* Start DATASET CONTENT *

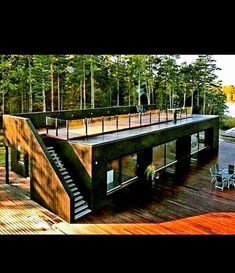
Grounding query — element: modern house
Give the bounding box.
[3,105,219,223]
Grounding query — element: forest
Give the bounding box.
[0,54,226,115]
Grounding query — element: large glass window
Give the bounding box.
[153,144,165,169]
[191,131,205,153]
[106,154,137,191]
[191,133,198,153]
[107,159,120,190]
[166,140,176,164]
[121,154,137,182]
[198,131,205,149]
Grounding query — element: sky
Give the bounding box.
[180,55,235,86]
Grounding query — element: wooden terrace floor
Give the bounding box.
[0,138,235,234]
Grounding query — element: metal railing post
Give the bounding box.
[85,118,88,137]
[116,115,118,131]
[46,117,48,135]
[101,116,104,134]
[66,119,69,139]
[55,118,58,136]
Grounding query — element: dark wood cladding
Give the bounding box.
[3,115,70,222]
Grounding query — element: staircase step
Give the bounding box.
[65,179,73,185]
[68,183,76,188]
[63,175,71,180]
[69,187,81,191]
[73,192,83,202]
[74,204,88,213]
[60,172,68,175]
[74,209,91,220]
[74,200,86,208]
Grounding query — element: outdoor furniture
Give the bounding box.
[215,175,228,191]
[210,167,216,183]
[228,164,234,174]
[215,163,223,174]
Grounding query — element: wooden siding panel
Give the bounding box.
[3,115,70,221]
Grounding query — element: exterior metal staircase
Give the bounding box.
[47,146,91,221]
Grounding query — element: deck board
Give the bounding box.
[0,138,235,235]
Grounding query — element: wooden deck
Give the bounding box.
[0,138,235,234]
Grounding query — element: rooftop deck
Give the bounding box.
[0,138,235,234]
[72,115,217,146]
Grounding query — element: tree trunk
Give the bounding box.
[51,63,54,112]
[21,91,24,113]
[28,59,33,112]
[91,61,95,108]
[83,61,86,109]
[80,80,82,109]
[183,92,186,108]
[138,71,140,105]
[57,75,60,111]
[2,90,5,115]
[128,79,131,106]
[42,79,47,112]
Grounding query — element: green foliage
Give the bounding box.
[0,54,228,116]
[220,116,235,130]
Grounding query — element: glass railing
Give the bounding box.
[46,107,192,139]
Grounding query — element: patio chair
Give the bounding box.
[228,164,234,174]
[215,175,228,191]
[210,167,216,184]
[214,163,223,174]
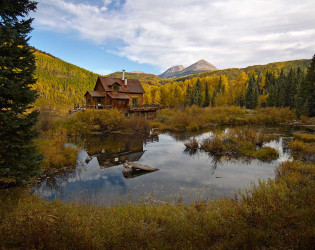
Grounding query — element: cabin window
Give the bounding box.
[132,98,138,106]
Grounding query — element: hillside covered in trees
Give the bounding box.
[34,50,97,108]
[34,50,313,115]
[144,58,315,115]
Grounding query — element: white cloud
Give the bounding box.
[35,0,315,70]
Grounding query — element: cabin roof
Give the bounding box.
[84,91,106,97]
[98,76,144,94]
[107,92,130,100]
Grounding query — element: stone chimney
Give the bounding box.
[121,69,125,81]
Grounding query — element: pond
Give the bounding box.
[33,127,306,205]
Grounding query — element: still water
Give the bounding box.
[33,128,302,205]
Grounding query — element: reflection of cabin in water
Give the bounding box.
[92,135,159,168]
[85,70,158,119]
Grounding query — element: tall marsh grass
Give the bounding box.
[63,109,150,134]
[0,162,315,249]
[151,106,296,131]
[201,128,279,161]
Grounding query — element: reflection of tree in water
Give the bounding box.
[184,148,199,156]
[85,134,144,155]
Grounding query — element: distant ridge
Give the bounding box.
[130,71,145,74]
[159,65,185,78]
[159,59,218,78]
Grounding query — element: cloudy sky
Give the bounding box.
[30,0,315,74]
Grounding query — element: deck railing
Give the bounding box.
[129,103,159,111]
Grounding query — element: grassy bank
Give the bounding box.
[62,109,150,135]
[289,133,315,163]
[151,106,297,131]
[185,128,279,161]
[0,162,315,249]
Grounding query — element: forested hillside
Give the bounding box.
[34,50,311,114]
[34,50,97,107]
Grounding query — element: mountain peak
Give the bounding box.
[159,65,185,78]
[159,59,217,78]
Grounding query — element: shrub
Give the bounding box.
[184,138,199,149]
[64,109,127,134]
[35,128,78,170]
[255,147,279,161]
[202,128,279,161]
[293,133,315,142]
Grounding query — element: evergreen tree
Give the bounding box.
[245,75,258,109]
[0,0,41,183]
[217,75,224,93]
[211,90,217,107]
[203,82,210,107]
[185,84,192,107]
[192,78,202,106]
[296,55,315,116]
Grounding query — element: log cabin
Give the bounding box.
[85,70,159,119]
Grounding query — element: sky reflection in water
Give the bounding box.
[34,127,290,205]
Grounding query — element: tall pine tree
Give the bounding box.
[295,55,315,116]
[203,82,210,107]
[245,75,258,109]
[0,0,41,182]
[192,78,202,106]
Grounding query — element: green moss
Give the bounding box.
[255,147,279,161]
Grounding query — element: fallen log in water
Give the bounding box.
[122,161,159,174]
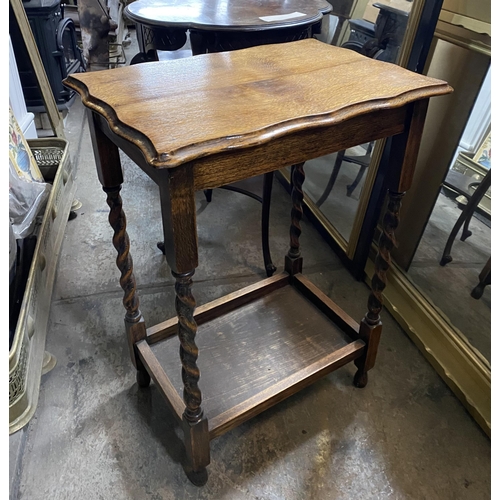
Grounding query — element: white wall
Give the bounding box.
[9,36,38,139]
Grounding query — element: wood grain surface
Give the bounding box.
[64,39,452,168]
[149,286,364,428]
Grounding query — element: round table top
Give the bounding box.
[125,0,332,31]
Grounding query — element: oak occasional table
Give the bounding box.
[125,0,332,60]
[65,39,451,485]
[125,0,332,276]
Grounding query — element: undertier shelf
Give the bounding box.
[137,273,365,439]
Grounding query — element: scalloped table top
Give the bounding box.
[64,39,452,168]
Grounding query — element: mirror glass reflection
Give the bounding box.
[407,120,491,363]
[303,0,413,242]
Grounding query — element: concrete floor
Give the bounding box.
[10,34,491,500]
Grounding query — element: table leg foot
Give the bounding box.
[184,465,208,486]
[156,241,165,255]
[354,370,368,389]
[439,255,453,266]
[266,264,277,278]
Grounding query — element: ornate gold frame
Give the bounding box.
[280,0,491,436]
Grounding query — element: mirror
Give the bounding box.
[407,70,491,366]
[303,0,418,251]
[279,0,491,434]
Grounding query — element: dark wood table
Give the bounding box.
[125,0,332,60]
[65,39,451,485]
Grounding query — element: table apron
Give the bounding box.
[192,106,411,190]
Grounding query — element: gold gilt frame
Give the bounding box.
[280,0,491,436]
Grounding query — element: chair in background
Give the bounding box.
[316,142,374,207]
[440,170,491,266]
[471,257,491,299]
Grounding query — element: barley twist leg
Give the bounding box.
[354,192,404,387]
[172,270,203,423]
[103,186,151,387]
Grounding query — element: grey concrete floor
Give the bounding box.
[10,33,491,500]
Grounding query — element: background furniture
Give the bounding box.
[471,257,491,299]
[65,40,451,485]
[440,170,491,266]
[125,0,332,276]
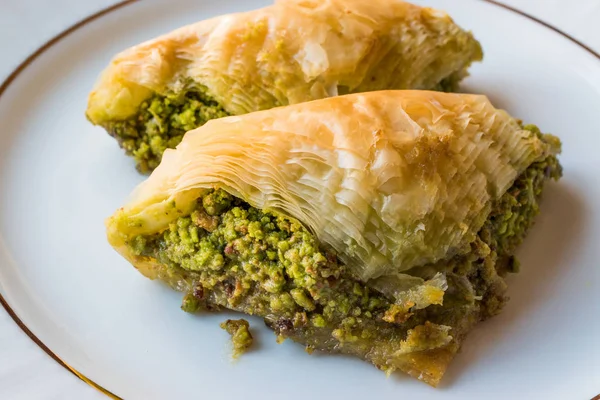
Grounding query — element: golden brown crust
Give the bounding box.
[108,91,549,279]
[87,0,481,124]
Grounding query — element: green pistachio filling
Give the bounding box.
[221,319,254,358]
[129,126,561,381]
[103,87,229,173]
[102,72,466,173]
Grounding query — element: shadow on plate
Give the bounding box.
[440,180,589,388]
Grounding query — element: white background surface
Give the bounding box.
[0,0,600,400]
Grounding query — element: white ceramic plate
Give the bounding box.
[0,0,600,400]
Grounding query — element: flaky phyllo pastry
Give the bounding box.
[107,91,561,386]
[87,0,482,172]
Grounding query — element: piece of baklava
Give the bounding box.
[107,91,561,386]
[87,0,482,172]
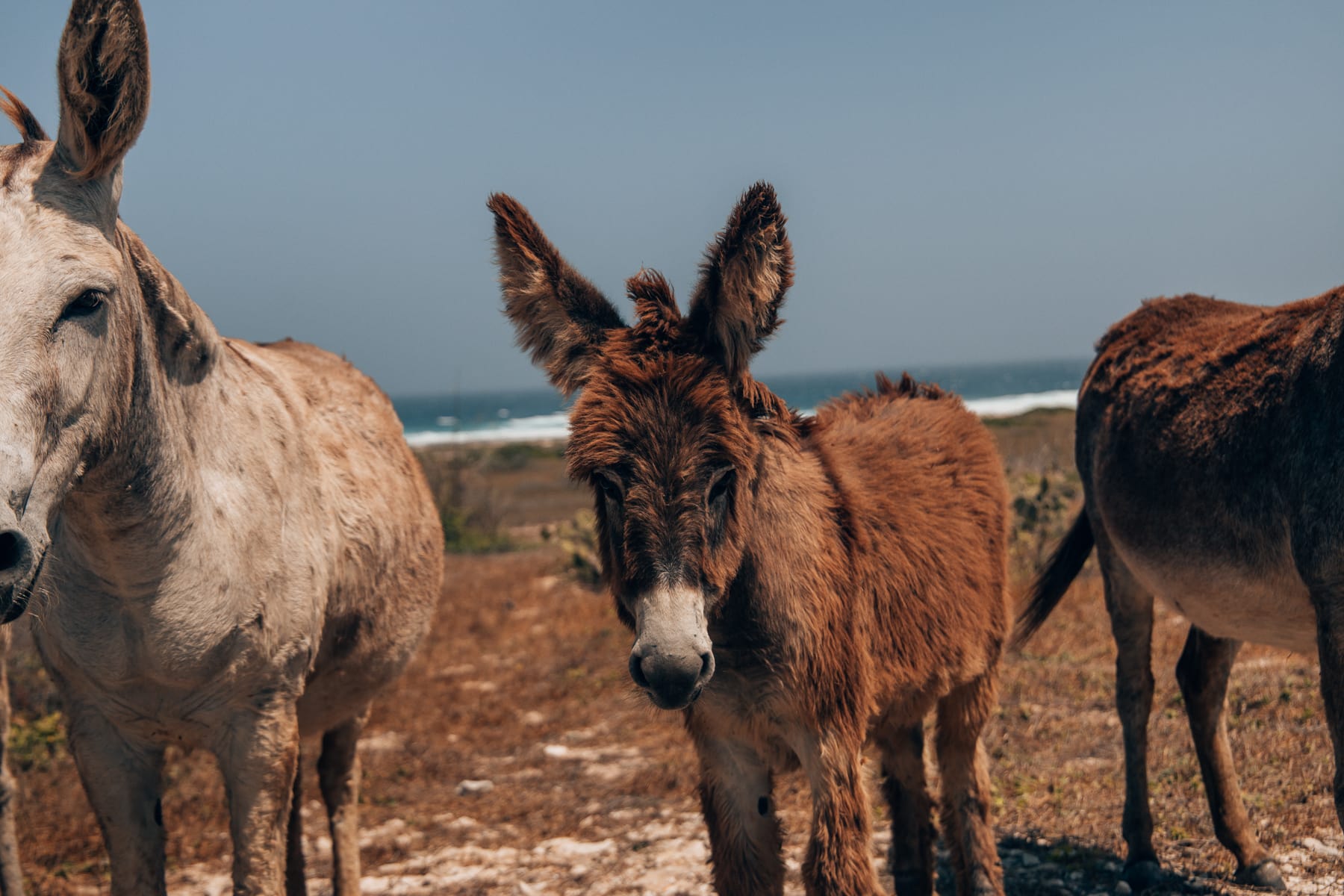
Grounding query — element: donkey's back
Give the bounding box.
[1016,287,1344,889]
[813,375,1008,689]
[1075,290,1344,653]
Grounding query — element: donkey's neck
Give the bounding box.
[57,240,218,598]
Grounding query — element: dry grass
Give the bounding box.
[10,412,1339,895]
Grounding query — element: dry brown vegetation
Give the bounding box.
[10,412,1344,896]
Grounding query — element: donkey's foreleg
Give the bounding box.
[936,679,1004,896]
[285,744,308,896]
[317,706,368,896]
[67,701,168,896]
[0,626,23,896]
[692,731,783,896]
[215,700,299,896]
[877,721,938,896]
[1312,587,1344,849]
[1176,626,1284,889]
[793,726,882,896]
[1097,548,1160,891]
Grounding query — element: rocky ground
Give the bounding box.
[10,417,1344,896]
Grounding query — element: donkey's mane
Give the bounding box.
[0,87,47,149]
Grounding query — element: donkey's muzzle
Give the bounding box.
[630,652,714,709]
[0,528,37,623]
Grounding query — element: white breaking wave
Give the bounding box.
[406,390,1078,447]
[966,390,1078,417]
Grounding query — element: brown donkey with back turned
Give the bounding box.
[489,184,1008,896]
[1018,287,1344,889]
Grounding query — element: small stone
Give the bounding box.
[1298,837,1344,859]
[457,778,494,797]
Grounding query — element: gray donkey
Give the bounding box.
[0,0,444,896]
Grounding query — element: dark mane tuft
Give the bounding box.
[0,87,49,146]
[625,269,682,349]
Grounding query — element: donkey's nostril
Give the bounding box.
[0,529,30,572]
[630,653,649,691]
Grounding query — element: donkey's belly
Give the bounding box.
[1117,544,1316,654]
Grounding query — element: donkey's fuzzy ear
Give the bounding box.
[687,183,793,378]
[57,0,149,180]
[487,193,625,395]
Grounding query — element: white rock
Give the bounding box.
[1297,837,1344,859]
[457,778,494,797]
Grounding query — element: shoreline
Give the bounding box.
[405,390,1078,450]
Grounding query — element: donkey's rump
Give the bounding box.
[1075,298,1340,653]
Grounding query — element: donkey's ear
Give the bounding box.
[487,193,625,395]
[57,0,149,180]
[687,183,793,378]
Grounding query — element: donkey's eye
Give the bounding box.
[706,467,735,506]
[60,289,108,321]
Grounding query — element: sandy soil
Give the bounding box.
[12,415,1344,896]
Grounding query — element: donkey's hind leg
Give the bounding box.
[1095,540,1161,891]
[877,720,938,896]
[691,727,783,896]
[317,706,368,896]
[1176,626,1285,889]
[936,671,1004,896]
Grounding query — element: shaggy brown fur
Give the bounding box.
[1018,287,1344,888]
[489,184,1007,896]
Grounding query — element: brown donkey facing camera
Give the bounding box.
[489,184,1008,896]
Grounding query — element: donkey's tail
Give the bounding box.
[1012,511,1097,650]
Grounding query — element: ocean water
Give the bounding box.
[393,358,1090,445]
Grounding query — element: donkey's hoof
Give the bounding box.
[1233,859,1287,889]
[1119,859,1163,893]
[891,868,933,896]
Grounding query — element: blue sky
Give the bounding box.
[0,0,1344,393]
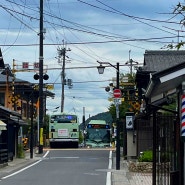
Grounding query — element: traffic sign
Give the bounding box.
[113,89,121,98]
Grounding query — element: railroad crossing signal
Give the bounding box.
[113,89,121,98]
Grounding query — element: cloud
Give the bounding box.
[0,0,180,121]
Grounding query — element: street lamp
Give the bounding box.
[97,61,120,170]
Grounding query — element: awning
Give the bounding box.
[0,120,6,130]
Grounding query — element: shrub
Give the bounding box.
[138,150,153,162]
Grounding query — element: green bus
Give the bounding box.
[85,120,110,148]
[49,113,79,148]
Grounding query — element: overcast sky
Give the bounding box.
[0,0,184,121]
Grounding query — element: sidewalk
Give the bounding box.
[0,151,42,179]
[0,151,152,185]
[112,156,152,185]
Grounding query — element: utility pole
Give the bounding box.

* End DATASET CONTENT *

Rescale the material starting at the line containing "Grounding query — element: tall marsh grass" and ending at the line containing "[122,161,159,174]", and give all of those lines again, requests included. Multiply every bounding-box coordinate in the answers by 1.95 and round each result to a whole number, with halves rounded up.

Grounding query — element: tall marsh grass
Give the bounding box.
[123,213,293,261]
[0,316,614,486]
[294,207,577,255]
[392,250,544,314]
Grounding query — element: reflection of tree in water
Give the bounding box.
[359,289,388,304]
[166,261,281,302]
Grounding query — element: distant ridge
Give the bounding box.
[254,138,283,144]
[310,127,361,152]
[310,115,425,152]
Grounding query — element: cloudy sky
Give the bounding box.
[59,0,614,144]
Grounding query — element: deck railing
Give the bounding box.
[252,201,310,216]
Grounding query — element: grassy bank
Give the bounding box.
[121,213,293,263]
[564,259,614,318]
[294,207,579,255]
[361,250,544,314]
[0,316,614,486]
Grounding query — element: forested hillside
Give the bounding box.
[66,98,606,222]
[66,98,189,209]
Grounding query — element: mountain peak
Give the bounding box.
[310,127,361,152]
[310,115,423,152]
Grounding query — element: shrub
Give the bounding box.
[359,269,388,291]
[125,213,248,261]
[68,250,152,332]
[497,287,544,314]
[394,250,544,314]
[571,259,614,277]
Grounding query — element: evergreen tree
Give the bounding box.
[478,146,503,213]
[0,0,80,357]
[423,146,437,181]
[411,176,423,209]
[396,160,410,209]
[361,164,374,209]
[374,152,394,207]
[577,107,614,226]
Grounding query — element: log cabin
Give the bounding box.
[166,137,310,232]
Grounding query — element: sky reflection in water
Give the bounding box.
[66,248,566,400]
Grounding query — element: tall pine tree
Give the bounding box.
[575,107,614,226]
[396,160,410,209]
[478,146,503,213]
[0,0,80,355]
[374,152,394,207]
Grounding query — element: green moss
Give the bounding box.
[497,287,544,314]
Grounding query — element: fallen log in water
Give the bounding box.
[238,314,310,339]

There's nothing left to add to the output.